● **EXCERPTED TEXT**:
Difference between char a[]="string"; char *p="string";
Your question "where can i learn all the basics of char* and char[]," is probably too general, but you can try reading the C++ spec.
Fix example 1 by changing it to
char const *test = "hello world";
Fix example 2 by changing it to
vector<std::string> test2;
test2.push_back("hello world");
Or if you really want a vector of non-owning pointers to c-strings:
vector<char const *> test2;
test2.push_back("hello world");
You can learn a lot about char*/char[] in your favorite book on C (not on C++, because C++ provides much better facilities for representing strings than C does).
The declaration/assignment
char *test = "hello world";
should be
const char *test = "hello world";
because string literals are pointers to constants. If you want a vector of strings in C++, you do it like this:
std::vector<std::string> test2;
test2.push_back("hello world");
This works, because string literals can be implicitly converted to std::string.
So the thing to remember is the difference between a pointer to a value and the value itself.

● **DATASET EXTRACT**:
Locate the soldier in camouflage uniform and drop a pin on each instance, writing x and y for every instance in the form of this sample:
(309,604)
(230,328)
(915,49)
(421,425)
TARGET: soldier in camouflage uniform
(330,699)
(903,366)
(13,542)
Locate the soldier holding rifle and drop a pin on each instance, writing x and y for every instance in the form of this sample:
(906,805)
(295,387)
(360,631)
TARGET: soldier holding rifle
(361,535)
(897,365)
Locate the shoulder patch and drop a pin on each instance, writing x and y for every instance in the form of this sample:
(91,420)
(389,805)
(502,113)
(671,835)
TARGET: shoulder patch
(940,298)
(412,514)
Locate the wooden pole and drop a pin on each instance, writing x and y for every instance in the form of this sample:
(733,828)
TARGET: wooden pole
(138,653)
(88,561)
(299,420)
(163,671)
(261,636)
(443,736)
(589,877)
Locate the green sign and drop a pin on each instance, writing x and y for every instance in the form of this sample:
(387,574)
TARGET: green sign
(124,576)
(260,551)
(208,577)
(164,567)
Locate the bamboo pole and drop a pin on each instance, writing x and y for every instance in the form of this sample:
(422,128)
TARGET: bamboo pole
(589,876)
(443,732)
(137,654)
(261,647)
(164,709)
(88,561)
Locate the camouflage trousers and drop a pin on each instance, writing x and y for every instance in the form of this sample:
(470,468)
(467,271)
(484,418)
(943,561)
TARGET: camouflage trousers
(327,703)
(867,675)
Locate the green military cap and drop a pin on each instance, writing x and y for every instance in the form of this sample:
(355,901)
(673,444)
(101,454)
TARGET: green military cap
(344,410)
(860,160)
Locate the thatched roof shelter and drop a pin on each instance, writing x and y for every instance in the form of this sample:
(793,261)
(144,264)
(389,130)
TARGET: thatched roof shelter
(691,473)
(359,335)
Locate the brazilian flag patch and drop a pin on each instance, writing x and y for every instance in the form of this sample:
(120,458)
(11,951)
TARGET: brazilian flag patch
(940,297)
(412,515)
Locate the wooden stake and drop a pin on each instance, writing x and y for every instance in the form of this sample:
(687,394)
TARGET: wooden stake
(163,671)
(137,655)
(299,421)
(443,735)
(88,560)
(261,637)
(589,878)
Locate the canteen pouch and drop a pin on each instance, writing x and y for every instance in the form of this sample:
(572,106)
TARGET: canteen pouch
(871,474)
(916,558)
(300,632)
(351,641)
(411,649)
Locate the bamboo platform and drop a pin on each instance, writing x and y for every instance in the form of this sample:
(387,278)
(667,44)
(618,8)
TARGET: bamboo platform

● **OBJECTIVE A**: Does each statement agree with the text on char* and char[]? Answer yes or no for each, and quote the words from the text that decide it. (i) String literals can be implicitly converted to std::string. (ii) The text advises learning about char*/char[] from a book on C++ instead of a book on C. (iii) The text calls the question about where to learn the basics too specific.
● **OBJECTIVE B**: According to the text on char* and char[], what is the thing to remember?
The items have no connection to the text on char* and char[].

● **EXERCISE SOLUTION A**:
(i) Yes: "string literals can be implicitly converted to std::string"
(ii) No: "in your favorite book on C (not on C++"
(iii) No: "is probably too general"

● **EXERCISE SOLUTION B**: The difference between a pointer to a value and the value itself.